INPUT MATERIAL:
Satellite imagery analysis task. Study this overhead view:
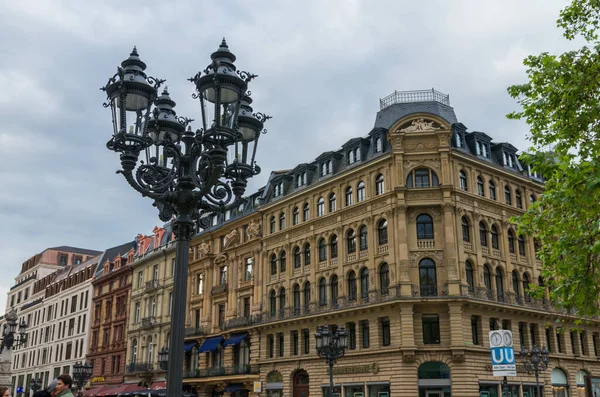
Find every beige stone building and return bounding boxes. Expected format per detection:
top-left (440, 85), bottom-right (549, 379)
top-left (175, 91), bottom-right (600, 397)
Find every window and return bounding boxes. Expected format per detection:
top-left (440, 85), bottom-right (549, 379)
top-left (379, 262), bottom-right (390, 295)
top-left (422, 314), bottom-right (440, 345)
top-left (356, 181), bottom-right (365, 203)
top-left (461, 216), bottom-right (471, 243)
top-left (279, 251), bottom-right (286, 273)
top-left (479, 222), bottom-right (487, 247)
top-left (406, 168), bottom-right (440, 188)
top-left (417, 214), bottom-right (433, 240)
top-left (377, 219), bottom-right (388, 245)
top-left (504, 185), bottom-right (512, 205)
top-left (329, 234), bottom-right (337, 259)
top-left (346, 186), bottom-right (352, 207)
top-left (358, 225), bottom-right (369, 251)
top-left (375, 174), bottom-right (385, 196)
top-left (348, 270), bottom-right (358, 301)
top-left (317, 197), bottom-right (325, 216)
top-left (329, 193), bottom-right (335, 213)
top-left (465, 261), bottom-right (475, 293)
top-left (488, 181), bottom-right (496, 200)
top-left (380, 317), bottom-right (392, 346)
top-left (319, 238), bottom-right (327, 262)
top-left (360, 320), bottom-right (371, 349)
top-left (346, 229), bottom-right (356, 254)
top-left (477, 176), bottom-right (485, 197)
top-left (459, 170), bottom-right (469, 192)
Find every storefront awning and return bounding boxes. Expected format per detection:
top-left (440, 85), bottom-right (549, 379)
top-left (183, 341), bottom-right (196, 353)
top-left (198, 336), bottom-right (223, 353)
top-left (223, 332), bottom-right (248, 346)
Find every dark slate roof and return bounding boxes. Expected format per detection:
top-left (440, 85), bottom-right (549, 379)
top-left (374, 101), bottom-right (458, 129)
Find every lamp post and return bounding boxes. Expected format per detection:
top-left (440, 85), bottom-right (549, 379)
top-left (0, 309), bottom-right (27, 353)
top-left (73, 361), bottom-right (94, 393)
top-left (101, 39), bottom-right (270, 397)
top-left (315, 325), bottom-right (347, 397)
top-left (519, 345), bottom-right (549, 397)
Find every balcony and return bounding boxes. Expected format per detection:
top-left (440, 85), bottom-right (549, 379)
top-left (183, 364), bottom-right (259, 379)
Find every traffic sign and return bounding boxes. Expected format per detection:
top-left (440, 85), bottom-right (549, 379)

TASK GOAL:
Please output all of the material above as a numbered list with one line per item, leaving out blank lines and the pictures.

ANSWER BELOW:
1. Satellite imagery analysis task. Study this overhead view:
2. Find every beige stone building and return bounding boxes. Expected format per detection:
3. top-left (440, 85), bottom-right (549, 379)
4. top-left (175, 91), bottom-right (600, 397)
5. Find every window and return bounding boxes. Expected format per detection:
6. top-left (440, 85), bottom-right (549, 379)
7. top-left (379, 262), bottom-right (390, 295)
8. top-left (422, 314), bottom-right (440, 345)
9. top-left (356, 181), bottom-right (365, 203)
10. top-left (461, 216), bottom-right (471, 243)
11. top-left (279, 251), bottom-right (286, 273)
12. top-left (479, 222), bottom-right (487, 247)
13. top-left (406, 168), bottom-right (440, 188)
14. top-left (417, 214), bottom-right (433, 240)
15. top-left (377, 219), bottom-right (388, 245)
16. top-left (504, 185), bottom-right (512, 205)
17. top-left (329, 234), bottom-right (337, 259)
18. top-left (346, 186), bottom-right (352, 207)
19. top-left (358, 225), bottom-right (369, 251)
20. top-left (375, 174), bottom-right (385, 196)
21. top-left (348, 270), bottom-right (358, 301)
22. top-left (317, 197), bottom-right (325, 216)
23. top-left (329, 193), bottom-right (335, 213)
24. top-left (465, 261), bottom-right (475, 293)
25. top-left (488, 181), bottom-right (496, 200)
26. top-left (380, 317), bottom-right (392, 346)
27. top-left (319, 238), bottom-right (327, 262)
28. top-left (360, 320), bottom-right (371, 349)
29. top-left (346, 229), bottom-right (356, 254)
30. top-left (477, 176), bottom-right (485, 197)
31. top-left (459, 170), bottom-right (469, 192)
32. Find every storefront awning and return bounding boxes. Expected format per detection:
33. top-left (440, 85), bottom-right (549, 379)
34. top-left (183, 341), bottom-right (196, 353)
35. top-left (198, 336), bottom-right (223, 353)
36. top-left (223, 332), bottom-right (248, 346)
37. Find every dark slate roof and return bounding boxes. Expected format per detection:
38. top-left (440, 85), bottom-right (549, 379)
39. top-left (374, 101), bottom-right (458, 129)
40. Find every lamp post and return bounding boxes. Expected format per detection:
41. top-left (440, 85), bottom-right (549, 379)
42. top-left (0, 309), bottom-right (27, 353)
43. top-left (73, 361), bottom-right (94, 393)
44. top-left (101, 39), bottom-right (270, 397)
45. top-left (315, 325), bottom-right (347, 397)
46. top-left (519, 345), bottom-right (549, 397)
47. Find every balcony and return bounding boxes. Expected format per detection:
48. top-left (440, 85), bottom-right (549, 379)
49. top-left (183, 364), bottom-right (259, 379)
50. Find every traffic sign and return bounding boxes. Expected format per detection:
51. top-left (440, 85), bottom-right (549, 379)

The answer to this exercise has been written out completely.